-- begin Text section --
From: https://tomluongo.me/2020/07/08/trump-reaps-whirlwind-china-iran-mega-deal/

Trump Reaps the Whirlwind With China/Iran Mega Deal

 

For more than three years I’ve tried to explain that President Trump’s foreign policy was having the exact opposite effect of its intended purpose.

Trump, under the advice of people like

·        John Bolton,

·        Secretary of State Mike Pompeo,

·        Israeli Prime Minister Benjamin Netanyahu and

·        Saudi Crown Prince Mohammed bin Salman (MBS)

has pursued a maximum pressure campaign against Iran in the hopes of the regime either crumbling or suing for peace.

Trump was warned by both Chinese Premier Xi Jinping and Russian President Vladimir Putin that Iran would ‘rather eat dirt’ than submit to him on nuclear weapons, support for Hezbollah, Iraq and President Bashar al-Assad in Syria.

In effect, Trump and Pompeo have argued for Iran to give up its sovereignty to appease the fears of Netanyahu in Israel, and they have steadfastly told Bibi and The Donald to go pound sand.

Every six months or so, depending on the state of domestic affairs, tensions with Iran ratchet up another notch. Over the past couple of weeks a series of explosions at key Iranian military facilities occurred with fingerprints of Israel striking deep into Iran to cripple strategic targets.

Trump, distracted by the domestic insurrection against him, has left foreign policy strictly to Pompeo who is avidly pursuing a ‘have his cake and eat it too moment,’ trying to extend the weapons embargo against Iran at the United Nations while still claiming the unilateral right to leave the JCPOA without further consequences.

In a word, Russia, China and Europe are telling him, “No.”
And now we know why. China and Iran just inked a 25-year, game-changing strategic deal covering everything from oil sales, contract bids and massive upgrades to Iran’s anti-air capabilities as well as its domestic air force.

This deal was in the air over the weekend when Iranian Foriegn Minister Javad Zarif briefed Iranian lawmakers on the pending deal.

From Simon Watkins at Oilprice.com via Zerohedge who is arguing the deal was actually inked last year:

One of the secret elements of the deal signed last year is that China will invest US$280 billion in developing Iran’s oil, gas, and petrochemicals sectors. This amount will be front-loaded into the first five-year period of the new 25-year deal, and the understanding is that further amounts will be available in each subsequent five year period, provided that both parties agree. There will be another US$120 billion of investment, which again can be front-loaded into the first five-year period, for upgrading Iran’s transport and manufacturing infrastructure, and again subject to increase in each subsequent period should both parties agree. In exchange for this, to begin with, Chinese companies will be given the first option to bid on any new – or stalled or uncompleted – oil, gas, and petrochemicals projects in Iran. China will also be able to buy any and all oil, gas, and petchems products at a minimum guaranteed discount of 12 per cent to the six-month rolling mean average price of comparable benchmark products, plus another 6 to 8 per cent of that metric for risk-adjusted compensation. Additionally, China will be granted the right to delay payment for up to two years and, significantly, it will be able to pay in soft currencies that it has accrued from doing business in Africa and the Former Soviet Union states.
-- end Text section --
Problem a
Gather every line of the records below that contains the word "iron", paying attention to case.
-- begin Data in this exercise --
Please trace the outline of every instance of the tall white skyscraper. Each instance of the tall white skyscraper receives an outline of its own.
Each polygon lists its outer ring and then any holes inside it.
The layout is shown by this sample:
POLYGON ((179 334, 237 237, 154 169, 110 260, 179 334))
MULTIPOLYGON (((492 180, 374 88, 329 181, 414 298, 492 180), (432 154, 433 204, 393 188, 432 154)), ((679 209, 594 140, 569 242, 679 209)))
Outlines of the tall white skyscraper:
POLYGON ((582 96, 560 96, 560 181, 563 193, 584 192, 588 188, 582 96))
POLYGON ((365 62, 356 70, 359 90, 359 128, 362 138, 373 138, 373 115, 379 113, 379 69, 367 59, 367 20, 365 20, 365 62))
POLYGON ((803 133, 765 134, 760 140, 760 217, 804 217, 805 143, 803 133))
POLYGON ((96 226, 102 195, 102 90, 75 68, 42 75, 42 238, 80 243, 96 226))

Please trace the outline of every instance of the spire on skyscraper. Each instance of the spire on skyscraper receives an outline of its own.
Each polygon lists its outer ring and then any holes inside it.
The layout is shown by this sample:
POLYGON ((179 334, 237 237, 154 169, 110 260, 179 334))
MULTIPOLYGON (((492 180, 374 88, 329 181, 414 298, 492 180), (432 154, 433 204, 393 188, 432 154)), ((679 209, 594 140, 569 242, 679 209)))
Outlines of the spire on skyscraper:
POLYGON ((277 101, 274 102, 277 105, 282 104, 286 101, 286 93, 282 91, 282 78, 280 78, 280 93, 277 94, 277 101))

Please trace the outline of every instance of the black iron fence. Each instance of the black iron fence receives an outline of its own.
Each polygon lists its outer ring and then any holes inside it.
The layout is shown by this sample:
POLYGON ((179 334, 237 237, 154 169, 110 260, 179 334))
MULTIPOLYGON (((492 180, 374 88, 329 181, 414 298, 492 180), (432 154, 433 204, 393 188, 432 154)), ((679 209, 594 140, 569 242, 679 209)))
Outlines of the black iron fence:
-- end Data in this exercise --
Problem b
Rewrite the passage of the article on the China–Iran deal that starts with "For more than" and goes on through "suing for peace.", replacing "maximum pressure campaign" with "sanctions drive".

Correct answer a
Please trace the outline of every instance of the black iron fence. Each instance of the black iron fence receives an outline of its own.
Outlines of the black iron fence:

Correct answer b
For more than three years I’ve tried to explain that President Trump’s foreign policy was having the exact opposite effect of its intended purpose.

Trump, under the advice of people like

·        John Bolton,

·        Secretary of State Mike Pompeo,

·        Israeli Prime Minister Benjamin Netanyahu and

·        Saudi Crown Prince Mohammed bin Salman (MBS)

has pursued a sanctions drive against Iran in the hopes of the regime either crumbling or suing for peace.